-- Your instructions --
Locate the string "carpet" in the records below. Copy every line where it occurs.

Information given START

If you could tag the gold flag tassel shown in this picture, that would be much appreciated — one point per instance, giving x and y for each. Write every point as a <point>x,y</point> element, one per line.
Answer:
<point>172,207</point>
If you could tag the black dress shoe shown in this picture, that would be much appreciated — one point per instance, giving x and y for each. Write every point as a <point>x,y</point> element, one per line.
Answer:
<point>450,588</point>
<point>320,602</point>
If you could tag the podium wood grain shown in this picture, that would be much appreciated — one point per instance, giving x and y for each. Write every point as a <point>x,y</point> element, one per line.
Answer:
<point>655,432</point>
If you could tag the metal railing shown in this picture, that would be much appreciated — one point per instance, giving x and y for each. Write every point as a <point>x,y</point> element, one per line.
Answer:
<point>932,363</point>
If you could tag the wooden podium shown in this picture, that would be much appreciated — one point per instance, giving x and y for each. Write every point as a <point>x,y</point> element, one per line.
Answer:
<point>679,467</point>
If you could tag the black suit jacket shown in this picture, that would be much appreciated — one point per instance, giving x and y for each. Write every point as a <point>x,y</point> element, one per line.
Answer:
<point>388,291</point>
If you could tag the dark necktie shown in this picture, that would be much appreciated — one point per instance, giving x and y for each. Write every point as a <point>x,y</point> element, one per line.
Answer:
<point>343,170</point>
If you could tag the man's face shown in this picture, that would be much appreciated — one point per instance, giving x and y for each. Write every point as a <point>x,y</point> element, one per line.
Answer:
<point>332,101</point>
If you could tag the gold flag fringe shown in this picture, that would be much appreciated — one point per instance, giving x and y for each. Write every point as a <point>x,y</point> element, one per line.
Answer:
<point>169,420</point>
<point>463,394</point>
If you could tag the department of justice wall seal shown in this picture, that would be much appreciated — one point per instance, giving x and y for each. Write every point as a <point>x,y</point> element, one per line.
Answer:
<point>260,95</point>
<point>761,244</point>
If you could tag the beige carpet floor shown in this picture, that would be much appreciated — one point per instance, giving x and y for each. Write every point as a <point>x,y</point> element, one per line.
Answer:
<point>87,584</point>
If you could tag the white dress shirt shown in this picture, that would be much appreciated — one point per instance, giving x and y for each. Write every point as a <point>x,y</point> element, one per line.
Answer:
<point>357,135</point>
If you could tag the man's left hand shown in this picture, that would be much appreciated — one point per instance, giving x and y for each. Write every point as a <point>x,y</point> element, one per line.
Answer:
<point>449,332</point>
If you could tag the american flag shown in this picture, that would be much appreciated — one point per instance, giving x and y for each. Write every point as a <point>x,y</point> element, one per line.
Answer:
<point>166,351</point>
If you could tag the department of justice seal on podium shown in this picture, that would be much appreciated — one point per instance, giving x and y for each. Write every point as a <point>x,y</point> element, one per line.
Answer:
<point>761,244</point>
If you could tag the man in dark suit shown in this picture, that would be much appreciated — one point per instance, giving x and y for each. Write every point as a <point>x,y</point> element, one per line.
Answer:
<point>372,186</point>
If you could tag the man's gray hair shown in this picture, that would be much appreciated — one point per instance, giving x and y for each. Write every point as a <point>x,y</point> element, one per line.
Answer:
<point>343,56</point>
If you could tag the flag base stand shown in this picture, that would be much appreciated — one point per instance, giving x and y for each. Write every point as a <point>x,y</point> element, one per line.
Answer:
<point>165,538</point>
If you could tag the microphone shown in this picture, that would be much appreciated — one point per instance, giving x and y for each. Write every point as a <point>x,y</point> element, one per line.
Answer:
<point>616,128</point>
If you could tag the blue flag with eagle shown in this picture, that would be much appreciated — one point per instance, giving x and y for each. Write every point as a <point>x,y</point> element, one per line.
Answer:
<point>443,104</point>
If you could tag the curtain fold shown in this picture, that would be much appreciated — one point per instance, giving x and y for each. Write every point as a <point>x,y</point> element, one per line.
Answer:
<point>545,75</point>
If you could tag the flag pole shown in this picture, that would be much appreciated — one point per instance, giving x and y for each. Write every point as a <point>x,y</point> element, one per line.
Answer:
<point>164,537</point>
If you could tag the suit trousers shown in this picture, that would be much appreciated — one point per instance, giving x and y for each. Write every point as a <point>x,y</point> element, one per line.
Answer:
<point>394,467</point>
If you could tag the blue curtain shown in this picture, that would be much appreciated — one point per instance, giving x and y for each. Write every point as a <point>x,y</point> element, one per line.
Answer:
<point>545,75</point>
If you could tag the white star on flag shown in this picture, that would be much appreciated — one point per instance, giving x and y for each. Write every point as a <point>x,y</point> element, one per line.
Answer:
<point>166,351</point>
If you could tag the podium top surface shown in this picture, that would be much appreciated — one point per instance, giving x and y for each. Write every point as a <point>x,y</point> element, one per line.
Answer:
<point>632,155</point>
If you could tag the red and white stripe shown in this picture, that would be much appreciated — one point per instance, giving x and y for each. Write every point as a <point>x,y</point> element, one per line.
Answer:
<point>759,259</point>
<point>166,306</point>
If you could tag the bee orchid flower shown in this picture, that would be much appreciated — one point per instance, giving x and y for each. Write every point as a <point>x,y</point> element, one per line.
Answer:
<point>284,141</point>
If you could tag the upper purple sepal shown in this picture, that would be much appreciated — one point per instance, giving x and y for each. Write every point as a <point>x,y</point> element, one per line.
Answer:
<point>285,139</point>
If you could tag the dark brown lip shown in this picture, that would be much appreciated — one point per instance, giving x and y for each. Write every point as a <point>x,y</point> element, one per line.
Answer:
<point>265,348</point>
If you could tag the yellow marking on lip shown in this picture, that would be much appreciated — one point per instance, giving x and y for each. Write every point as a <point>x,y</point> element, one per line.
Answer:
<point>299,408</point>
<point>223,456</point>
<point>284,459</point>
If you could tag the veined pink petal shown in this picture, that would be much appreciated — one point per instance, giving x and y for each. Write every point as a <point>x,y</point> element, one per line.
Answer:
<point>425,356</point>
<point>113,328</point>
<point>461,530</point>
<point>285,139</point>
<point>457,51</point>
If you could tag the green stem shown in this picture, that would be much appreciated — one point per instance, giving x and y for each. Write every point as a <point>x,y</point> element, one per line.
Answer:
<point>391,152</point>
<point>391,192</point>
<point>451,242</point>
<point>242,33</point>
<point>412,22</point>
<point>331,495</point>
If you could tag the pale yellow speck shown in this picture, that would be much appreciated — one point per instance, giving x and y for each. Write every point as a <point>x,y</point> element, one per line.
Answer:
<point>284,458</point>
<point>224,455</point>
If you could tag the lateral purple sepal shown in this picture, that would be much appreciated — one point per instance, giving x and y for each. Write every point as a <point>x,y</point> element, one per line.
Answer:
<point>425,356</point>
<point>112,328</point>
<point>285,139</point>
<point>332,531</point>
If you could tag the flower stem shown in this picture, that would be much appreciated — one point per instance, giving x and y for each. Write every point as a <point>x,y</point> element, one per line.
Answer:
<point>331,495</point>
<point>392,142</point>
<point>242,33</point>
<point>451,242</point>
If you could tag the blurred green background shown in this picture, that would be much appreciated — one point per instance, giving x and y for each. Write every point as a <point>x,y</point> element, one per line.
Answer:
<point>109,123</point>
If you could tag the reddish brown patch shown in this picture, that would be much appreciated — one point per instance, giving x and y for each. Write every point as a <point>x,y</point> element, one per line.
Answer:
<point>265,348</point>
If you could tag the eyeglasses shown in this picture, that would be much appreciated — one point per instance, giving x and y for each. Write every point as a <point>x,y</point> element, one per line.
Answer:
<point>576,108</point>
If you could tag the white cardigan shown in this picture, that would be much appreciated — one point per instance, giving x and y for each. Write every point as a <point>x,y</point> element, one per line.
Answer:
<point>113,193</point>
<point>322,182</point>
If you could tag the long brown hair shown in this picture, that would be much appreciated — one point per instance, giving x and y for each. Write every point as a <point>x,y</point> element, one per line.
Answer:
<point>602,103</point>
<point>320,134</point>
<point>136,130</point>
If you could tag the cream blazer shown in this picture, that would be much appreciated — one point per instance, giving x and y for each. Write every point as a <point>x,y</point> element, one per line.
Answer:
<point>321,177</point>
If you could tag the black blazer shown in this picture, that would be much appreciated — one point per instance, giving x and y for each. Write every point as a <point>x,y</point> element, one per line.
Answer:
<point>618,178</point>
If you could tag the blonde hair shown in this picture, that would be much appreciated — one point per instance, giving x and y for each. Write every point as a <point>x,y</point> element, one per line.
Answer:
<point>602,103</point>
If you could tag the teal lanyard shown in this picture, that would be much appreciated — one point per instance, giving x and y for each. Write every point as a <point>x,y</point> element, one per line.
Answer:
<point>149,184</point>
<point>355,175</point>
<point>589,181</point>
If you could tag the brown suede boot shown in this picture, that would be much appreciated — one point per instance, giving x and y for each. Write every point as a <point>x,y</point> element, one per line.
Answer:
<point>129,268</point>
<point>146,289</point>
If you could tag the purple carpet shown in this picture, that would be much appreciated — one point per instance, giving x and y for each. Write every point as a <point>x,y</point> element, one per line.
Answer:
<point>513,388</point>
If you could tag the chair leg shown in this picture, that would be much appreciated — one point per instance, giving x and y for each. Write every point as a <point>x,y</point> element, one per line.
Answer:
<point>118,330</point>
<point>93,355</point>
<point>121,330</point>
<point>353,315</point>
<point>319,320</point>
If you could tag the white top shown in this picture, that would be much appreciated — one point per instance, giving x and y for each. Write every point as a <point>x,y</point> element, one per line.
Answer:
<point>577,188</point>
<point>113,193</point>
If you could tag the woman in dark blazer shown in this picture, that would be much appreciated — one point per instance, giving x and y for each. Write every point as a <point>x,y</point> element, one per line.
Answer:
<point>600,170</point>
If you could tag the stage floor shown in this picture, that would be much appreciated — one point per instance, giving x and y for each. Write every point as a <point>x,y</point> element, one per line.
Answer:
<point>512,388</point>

Information given END

-- Written response --
If you could tag the beige carpet floor shown in this picture, that would be much appreciated — one point per instance, giving x and y for each. Write every point as a <point>x,y</point> element, one per line.
If you could tag the purple carpet shown in this picture, that would be much appreciated — one point per instance, giving x and y for each. Write every point as a <point>x,y</point> element, one per line.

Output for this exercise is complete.